YOUR GOAL = Among the entries below, please repeat exactly and only the lines from the line containing "Target: ceiling light" to the line containing "[(92, 149)]", both lines included.

(Saved entries)
-- Opening Marker --

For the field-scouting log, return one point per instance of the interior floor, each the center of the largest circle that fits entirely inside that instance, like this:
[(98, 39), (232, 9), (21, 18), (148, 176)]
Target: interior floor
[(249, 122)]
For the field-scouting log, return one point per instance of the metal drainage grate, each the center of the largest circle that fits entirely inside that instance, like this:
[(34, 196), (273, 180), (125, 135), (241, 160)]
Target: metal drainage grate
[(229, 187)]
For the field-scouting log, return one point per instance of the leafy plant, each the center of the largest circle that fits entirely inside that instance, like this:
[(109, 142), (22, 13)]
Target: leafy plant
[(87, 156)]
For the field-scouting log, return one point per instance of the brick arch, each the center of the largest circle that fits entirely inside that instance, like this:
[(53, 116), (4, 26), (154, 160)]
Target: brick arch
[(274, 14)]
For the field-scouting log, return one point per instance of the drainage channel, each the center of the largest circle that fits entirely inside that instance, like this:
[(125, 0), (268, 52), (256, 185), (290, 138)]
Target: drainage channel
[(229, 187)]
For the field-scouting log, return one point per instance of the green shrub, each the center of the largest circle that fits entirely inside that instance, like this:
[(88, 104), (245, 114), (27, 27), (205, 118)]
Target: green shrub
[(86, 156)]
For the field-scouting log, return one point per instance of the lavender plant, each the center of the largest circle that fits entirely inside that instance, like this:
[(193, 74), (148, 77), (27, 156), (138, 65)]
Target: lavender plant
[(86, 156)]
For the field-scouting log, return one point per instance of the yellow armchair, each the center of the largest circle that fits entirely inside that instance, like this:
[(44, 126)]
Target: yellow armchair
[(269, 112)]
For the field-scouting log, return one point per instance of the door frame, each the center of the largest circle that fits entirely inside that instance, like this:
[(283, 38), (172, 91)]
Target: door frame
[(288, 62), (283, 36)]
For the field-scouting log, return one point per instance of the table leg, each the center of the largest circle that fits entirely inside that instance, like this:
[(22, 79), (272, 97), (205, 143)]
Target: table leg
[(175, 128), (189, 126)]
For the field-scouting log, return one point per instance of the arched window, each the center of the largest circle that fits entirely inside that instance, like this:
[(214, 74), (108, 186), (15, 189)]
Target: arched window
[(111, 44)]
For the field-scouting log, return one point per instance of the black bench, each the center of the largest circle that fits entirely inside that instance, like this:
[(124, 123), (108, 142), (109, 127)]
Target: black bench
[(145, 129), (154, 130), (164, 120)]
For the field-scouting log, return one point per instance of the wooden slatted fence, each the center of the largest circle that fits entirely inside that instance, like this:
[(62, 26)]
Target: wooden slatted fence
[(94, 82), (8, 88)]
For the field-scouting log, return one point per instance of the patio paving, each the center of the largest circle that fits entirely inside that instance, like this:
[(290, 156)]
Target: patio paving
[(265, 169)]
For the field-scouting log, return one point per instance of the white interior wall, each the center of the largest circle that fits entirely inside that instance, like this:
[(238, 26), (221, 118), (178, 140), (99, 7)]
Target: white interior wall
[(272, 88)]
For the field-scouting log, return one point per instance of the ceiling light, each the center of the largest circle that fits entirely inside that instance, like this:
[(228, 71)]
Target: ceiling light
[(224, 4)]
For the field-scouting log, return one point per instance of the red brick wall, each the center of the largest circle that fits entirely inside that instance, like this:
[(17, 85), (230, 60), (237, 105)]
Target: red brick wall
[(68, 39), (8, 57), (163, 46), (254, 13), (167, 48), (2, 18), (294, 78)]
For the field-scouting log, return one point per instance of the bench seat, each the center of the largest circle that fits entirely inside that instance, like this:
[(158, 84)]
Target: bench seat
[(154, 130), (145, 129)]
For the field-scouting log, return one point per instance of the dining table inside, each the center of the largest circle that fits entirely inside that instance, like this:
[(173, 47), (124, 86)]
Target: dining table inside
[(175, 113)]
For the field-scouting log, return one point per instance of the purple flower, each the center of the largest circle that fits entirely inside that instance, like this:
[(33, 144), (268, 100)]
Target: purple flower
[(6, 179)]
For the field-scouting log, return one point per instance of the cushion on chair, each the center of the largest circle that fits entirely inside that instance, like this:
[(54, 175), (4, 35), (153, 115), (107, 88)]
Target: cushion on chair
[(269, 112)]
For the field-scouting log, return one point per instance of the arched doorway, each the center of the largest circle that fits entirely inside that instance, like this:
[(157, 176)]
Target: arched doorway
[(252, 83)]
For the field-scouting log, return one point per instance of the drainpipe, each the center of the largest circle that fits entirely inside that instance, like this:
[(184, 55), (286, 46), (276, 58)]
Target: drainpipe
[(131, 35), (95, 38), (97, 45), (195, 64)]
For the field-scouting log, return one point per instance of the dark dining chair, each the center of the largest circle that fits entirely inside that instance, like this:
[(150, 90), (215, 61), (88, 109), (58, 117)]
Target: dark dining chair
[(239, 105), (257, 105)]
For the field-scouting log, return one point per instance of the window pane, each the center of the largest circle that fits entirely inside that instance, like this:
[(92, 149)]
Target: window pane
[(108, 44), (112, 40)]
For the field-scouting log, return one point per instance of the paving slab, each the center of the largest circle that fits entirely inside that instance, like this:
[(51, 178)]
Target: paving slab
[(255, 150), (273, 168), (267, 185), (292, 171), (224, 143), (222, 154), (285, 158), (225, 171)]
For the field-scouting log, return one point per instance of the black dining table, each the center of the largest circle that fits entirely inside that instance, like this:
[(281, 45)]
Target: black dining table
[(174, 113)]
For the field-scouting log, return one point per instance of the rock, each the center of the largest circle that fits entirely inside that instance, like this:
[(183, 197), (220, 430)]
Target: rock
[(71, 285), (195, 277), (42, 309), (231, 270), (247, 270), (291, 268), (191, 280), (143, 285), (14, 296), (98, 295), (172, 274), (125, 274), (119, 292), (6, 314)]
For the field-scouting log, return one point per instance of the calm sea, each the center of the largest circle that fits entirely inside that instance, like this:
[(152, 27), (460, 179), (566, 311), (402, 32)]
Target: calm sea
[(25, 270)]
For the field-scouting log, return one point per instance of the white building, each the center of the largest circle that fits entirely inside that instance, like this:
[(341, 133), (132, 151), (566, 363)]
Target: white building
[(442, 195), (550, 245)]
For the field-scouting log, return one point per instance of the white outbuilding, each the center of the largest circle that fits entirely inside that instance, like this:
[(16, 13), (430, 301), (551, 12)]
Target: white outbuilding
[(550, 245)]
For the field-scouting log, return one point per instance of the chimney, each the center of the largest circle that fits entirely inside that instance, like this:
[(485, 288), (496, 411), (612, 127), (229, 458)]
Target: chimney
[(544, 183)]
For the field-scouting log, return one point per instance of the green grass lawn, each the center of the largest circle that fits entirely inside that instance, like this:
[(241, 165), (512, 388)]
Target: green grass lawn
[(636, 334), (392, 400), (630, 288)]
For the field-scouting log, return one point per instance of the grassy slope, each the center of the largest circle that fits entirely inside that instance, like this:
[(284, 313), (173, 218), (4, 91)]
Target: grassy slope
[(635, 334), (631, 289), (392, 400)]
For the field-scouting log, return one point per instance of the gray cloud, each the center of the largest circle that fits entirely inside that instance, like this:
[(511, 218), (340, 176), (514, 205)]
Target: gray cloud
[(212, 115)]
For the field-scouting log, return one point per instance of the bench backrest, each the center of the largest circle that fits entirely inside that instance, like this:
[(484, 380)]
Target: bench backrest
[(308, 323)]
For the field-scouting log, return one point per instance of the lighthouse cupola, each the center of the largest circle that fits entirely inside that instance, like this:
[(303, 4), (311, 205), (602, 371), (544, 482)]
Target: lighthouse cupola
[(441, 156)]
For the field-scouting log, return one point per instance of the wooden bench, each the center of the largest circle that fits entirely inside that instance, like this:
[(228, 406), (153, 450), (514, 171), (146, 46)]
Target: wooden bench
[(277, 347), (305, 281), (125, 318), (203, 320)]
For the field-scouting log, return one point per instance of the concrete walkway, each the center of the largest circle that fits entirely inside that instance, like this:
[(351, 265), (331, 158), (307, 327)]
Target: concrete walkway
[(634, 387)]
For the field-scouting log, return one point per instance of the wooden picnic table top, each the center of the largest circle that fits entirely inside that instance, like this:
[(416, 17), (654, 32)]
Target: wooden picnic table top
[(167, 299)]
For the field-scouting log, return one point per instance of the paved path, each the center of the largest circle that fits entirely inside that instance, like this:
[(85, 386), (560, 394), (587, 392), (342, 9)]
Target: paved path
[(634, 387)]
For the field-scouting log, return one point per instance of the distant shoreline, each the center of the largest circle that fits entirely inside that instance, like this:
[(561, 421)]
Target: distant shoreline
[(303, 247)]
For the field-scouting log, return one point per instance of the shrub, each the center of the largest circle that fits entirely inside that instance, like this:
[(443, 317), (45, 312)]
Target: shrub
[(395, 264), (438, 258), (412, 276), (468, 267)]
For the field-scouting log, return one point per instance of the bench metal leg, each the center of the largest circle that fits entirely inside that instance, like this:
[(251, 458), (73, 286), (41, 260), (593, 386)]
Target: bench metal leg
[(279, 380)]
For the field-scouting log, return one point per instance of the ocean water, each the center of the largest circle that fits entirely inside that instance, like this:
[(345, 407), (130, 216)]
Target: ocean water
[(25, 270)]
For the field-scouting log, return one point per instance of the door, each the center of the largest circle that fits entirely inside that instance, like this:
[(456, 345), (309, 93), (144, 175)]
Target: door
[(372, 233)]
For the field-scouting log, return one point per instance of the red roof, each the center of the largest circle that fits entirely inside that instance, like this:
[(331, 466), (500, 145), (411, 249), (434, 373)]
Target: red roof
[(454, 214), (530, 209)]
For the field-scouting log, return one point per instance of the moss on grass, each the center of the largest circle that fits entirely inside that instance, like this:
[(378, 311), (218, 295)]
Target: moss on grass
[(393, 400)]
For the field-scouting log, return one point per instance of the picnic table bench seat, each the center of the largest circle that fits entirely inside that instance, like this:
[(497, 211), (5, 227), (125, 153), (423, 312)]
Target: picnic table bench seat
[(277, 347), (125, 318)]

-- Closing Marker --

REPLY =
Target: ceiling light
[(224, 4)]
For the field-scouting log, return one point per instance of the red brick wall, each the center of the largest circle that fits entirely inside that instance, like this:
[(17, 85), (230, 60), (237, 105)]
Target: red brick wall
[(68, 39), (8, 57), (163, 46), (254, 13), (167, 48), (2, 18), (294, 78)]
For the field-scouting log, return one point per instance of the bench seat, each the center of the largest circle that fits entirely inside that instance, like this:
[(158, 84)]
Target: bench seat
[(154, 130), (145, 129)]
For the field-scouting log, return one point per instance of the dining table inside, each the center of the largest circle that fits entirely inside that instance, like this:
[(173, 47), (124, 86)]
Target: dining table inside
[(175, 113)]
For the field-scouting log, return one point per instance of the purple flower, each the center of the largest circle that fits entirely inside that instance, like this:
[(33, 144), (268, 100)]
Target: purple flower
[(6, 179)]
For the field-scouting log, return one point per instance of the cushion on chair, each the center of the largest circle that fits entirely inside that instance, like this:
[(54, 175), (4, 35), (153, 115), (107, 88)]
Target: cushion on chair
[(269, 112)]
For the field-scouting log, return one point per instance of the arched doorway, each the center of the largest circle that fits entirely inside that instance, like this:
[(157, 176)]
Target: arched doorway
[(252, 83)]
For the field-scouting log, return one point per instance of the drainpipe, each the center of the largest circle that fits entirely inside that instance, like this:
[(184, 55), (286, 46), (276, 58)]
Target: drainpipe
[(131, 35), (95, 38), (97, 45), (195, 64)]
For the field-scouting log, return one point per instance of the dark dining chair, each the center of the largest circle that fits entirely inside that instance, like this:
[(150, 90), (215, 61), (88, 109), (58, 117)]
Target: dark dining chair
[(239, 105), (257, 105)]
For the field-scouting log, return one point per instance of the window pane, each the center of the largest circle that fits entirely inside that instance, like this:
[(92, 149)]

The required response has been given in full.